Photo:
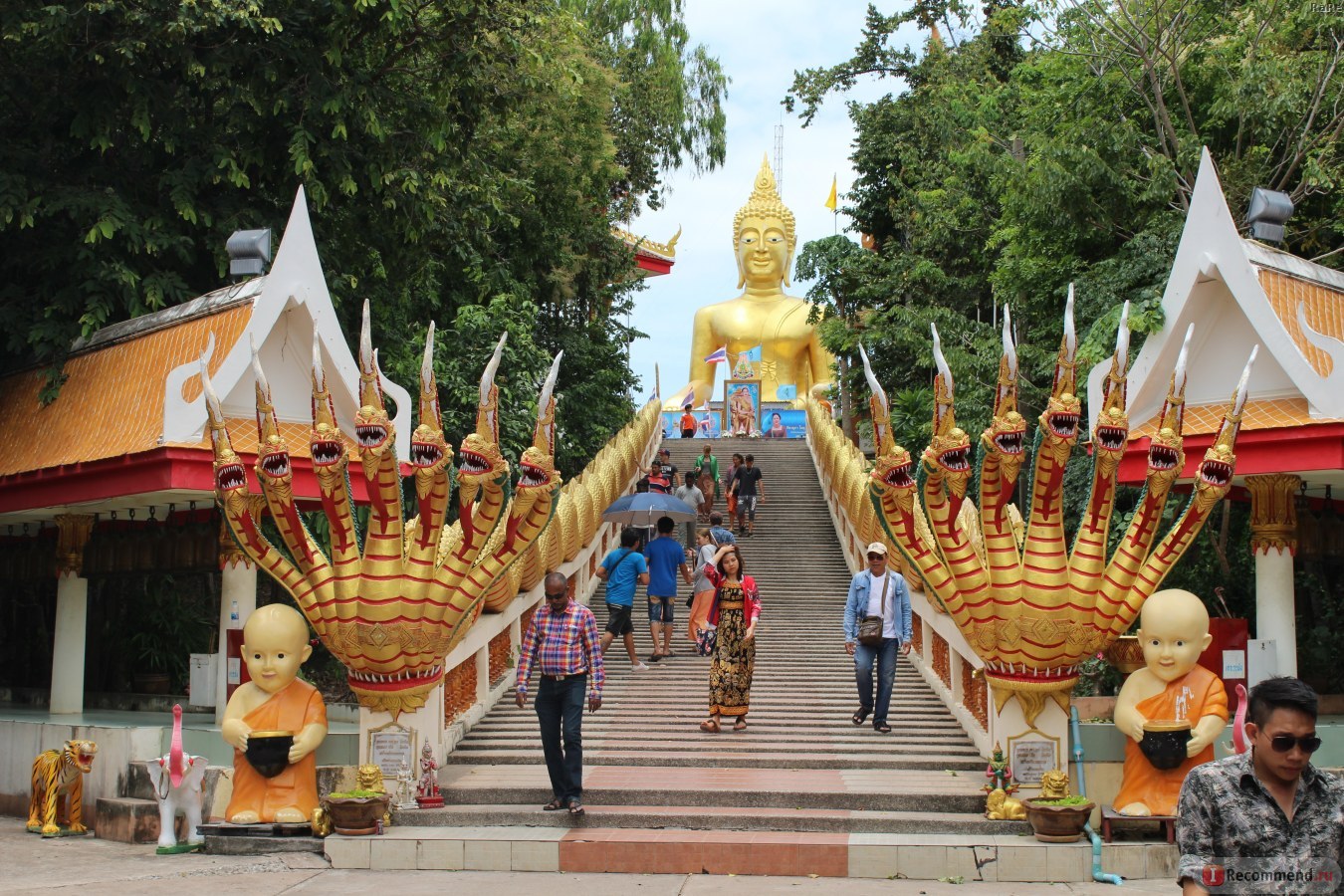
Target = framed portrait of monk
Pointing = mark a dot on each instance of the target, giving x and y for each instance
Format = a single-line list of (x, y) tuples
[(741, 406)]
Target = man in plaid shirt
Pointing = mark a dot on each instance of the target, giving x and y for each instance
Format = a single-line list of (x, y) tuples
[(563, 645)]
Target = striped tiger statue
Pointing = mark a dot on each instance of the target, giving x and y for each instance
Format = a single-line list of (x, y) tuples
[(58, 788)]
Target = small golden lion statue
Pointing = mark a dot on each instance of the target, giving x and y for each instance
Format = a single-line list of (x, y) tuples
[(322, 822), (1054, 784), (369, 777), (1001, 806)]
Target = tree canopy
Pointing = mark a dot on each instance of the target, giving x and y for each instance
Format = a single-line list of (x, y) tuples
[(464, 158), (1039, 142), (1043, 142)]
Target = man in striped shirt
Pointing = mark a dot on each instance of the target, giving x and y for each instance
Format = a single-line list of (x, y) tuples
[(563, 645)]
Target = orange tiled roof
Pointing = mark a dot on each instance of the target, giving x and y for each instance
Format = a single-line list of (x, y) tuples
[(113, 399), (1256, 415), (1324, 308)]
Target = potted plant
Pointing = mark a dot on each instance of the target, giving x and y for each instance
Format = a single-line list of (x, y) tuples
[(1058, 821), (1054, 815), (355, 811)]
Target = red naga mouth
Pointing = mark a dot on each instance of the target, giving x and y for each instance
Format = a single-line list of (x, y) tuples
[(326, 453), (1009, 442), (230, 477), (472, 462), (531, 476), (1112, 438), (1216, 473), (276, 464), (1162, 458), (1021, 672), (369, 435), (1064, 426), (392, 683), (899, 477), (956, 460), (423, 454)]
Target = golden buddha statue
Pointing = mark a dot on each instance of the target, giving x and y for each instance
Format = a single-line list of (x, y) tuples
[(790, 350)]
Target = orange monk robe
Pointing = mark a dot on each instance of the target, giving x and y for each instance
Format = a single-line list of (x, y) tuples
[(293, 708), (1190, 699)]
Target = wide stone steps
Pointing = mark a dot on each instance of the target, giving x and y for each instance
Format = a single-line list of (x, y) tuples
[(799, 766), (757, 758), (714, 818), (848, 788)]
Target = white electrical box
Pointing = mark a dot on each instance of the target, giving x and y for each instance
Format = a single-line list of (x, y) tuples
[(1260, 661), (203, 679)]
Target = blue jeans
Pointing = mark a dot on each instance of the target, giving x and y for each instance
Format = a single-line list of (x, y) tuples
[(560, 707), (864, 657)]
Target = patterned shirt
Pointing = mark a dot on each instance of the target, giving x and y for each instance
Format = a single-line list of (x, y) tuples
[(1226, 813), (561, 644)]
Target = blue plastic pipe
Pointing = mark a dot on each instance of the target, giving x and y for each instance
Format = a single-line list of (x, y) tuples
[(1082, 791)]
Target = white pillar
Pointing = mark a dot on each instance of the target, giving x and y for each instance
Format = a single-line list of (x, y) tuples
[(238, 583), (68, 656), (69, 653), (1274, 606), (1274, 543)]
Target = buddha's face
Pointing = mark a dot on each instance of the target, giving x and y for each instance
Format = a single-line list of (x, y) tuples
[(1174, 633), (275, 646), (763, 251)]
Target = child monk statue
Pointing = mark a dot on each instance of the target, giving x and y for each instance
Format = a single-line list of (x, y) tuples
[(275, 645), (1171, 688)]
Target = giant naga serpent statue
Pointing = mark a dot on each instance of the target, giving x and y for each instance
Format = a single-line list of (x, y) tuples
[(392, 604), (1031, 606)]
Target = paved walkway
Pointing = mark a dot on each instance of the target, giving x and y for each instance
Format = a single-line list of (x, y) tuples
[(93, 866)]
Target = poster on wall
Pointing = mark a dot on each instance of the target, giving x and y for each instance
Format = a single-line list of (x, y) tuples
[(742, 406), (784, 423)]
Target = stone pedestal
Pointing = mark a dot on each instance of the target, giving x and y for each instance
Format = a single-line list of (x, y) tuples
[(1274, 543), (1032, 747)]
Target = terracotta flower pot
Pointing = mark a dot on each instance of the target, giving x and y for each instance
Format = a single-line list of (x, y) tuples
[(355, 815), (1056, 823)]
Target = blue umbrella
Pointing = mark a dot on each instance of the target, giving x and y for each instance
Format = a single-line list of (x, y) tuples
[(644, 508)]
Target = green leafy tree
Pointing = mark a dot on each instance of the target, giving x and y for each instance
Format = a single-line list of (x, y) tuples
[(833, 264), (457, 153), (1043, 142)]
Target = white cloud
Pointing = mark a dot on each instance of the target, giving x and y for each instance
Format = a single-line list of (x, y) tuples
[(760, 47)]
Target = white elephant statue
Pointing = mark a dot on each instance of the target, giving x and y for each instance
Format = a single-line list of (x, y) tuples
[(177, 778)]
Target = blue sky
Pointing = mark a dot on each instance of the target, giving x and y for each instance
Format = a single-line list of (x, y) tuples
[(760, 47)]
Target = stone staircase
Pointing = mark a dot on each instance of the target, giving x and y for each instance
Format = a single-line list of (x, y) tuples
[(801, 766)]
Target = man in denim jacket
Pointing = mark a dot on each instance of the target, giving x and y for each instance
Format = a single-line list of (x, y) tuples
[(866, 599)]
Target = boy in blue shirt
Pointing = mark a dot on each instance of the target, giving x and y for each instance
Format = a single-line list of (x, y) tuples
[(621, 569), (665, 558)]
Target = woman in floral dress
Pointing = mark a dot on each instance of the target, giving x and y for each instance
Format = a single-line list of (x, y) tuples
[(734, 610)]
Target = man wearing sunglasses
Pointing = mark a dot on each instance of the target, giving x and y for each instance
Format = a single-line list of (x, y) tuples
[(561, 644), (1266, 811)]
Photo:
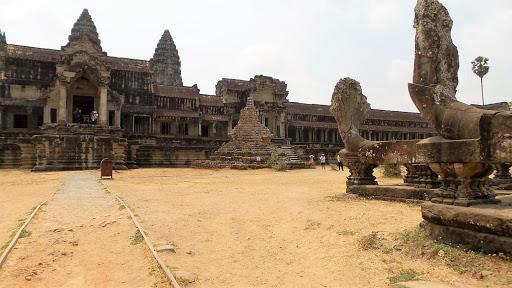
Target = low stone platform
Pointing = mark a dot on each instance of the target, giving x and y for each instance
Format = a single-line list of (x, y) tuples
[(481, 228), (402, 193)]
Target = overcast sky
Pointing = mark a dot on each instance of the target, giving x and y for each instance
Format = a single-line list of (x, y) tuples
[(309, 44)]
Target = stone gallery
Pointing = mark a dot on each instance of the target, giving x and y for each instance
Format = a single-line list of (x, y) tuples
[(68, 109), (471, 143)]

--------------------

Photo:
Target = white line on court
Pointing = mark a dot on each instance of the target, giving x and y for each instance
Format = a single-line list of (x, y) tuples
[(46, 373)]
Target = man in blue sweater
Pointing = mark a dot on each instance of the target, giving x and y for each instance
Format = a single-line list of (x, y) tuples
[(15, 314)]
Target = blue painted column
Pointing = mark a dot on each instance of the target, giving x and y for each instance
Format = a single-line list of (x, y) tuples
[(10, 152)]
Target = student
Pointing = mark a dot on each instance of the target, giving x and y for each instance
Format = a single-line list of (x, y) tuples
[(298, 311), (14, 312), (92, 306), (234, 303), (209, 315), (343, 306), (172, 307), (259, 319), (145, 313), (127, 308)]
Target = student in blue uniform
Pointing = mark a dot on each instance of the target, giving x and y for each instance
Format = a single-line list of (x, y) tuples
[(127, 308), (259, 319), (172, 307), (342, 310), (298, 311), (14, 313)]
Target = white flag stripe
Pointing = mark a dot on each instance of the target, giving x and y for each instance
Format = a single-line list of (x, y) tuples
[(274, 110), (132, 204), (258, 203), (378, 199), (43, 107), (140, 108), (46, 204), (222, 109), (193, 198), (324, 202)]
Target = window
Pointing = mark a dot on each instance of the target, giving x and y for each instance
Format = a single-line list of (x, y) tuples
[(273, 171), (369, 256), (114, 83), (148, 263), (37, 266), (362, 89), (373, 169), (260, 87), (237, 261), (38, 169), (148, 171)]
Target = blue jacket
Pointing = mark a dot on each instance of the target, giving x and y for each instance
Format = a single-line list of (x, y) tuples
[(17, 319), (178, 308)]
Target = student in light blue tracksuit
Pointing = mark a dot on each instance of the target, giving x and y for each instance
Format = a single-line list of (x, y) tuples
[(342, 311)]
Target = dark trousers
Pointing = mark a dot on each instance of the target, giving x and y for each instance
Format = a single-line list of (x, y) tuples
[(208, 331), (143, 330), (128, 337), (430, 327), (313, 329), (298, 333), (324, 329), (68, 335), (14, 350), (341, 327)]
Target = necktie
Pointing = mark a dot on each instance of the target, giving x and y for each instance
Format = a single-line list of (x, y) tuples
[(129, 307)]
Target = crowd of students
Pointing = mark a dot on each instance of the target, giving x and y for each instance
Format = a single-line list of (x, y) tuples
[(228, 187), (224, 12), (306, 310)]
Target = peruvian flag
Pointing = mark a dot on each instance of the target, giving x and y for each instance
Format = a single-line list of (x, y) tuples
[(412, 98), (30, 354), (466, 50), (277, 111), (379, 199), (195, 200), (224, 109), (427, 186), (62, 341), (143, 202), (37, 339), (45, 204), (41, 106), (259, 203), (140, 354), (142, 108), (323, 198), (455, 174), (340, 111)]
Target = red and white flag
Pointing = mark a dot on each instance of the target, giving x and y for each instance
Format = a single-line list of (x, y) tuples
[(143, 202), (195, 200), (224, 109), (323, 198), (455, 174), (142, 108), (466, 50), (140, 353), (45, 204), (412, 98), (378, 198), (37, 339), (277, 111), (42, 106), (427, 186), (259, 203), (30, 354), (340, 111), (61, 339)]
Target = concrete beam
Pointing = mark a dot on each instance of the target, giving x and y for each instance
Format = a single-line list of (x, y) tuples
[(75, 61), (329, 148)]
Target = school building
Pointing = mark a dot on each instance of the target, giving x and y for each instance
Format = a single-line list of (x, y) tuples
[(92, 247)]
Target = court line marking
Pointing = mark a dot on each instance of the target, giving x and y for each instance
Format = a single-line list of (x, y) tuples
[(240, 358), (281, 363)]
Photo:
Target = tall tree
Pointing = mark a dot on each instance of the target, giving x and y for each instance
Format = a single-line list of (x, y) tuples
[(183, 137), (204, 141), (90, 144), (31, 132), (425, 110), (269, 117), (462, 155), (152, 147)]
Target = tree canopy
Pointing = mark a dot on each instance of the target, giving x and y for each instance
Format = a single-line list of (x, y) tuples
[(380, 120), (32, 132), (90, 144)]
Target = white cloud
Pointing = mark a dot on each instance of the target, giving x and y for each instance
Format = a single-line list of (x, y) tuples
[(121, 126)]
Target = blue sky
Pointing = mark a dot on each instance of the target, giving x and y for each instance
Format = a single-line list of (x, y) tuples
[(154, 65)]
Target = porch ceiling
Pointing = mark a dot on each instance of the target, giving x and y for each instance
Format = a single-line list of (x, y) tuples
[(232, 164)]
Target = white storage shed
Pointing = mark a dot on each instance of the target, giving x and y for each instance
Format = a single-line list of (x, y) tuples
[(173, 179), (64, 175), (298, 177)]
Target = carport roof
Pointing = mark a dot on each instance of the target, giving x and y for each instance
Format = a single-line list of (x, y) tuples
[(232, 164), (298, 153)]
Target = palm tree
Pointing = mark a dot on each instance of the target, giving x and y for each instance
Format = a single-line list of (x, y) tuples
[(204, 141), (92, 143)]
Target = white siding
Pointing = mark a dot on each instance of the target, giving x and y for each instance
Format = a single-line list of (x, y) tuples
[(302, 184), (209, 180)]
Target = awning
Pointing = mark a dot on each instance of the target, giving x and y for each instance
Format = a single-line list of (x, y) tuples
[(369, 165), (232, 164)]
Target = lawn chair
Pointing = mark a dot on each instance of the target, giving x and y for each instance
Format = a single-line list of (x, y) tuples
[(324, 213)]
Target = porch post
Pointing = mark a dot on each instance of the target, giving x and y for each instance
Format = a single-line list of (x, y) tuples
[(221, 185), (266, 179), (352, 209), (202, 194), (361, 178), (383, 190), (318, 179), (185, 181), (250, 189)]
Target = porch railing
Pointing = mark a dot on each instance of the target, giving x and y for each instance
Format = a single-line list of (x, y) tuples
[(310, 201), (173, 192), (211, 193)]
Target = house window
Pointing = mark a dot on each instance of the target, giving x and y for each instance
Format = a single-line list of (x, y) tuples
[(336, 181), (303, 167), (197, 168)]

--------------------

### [About this task]
In the entries above, copy each line that contains the string "roof".

### [Solution to this task]
Target = orange tiled roof
Target = carport roof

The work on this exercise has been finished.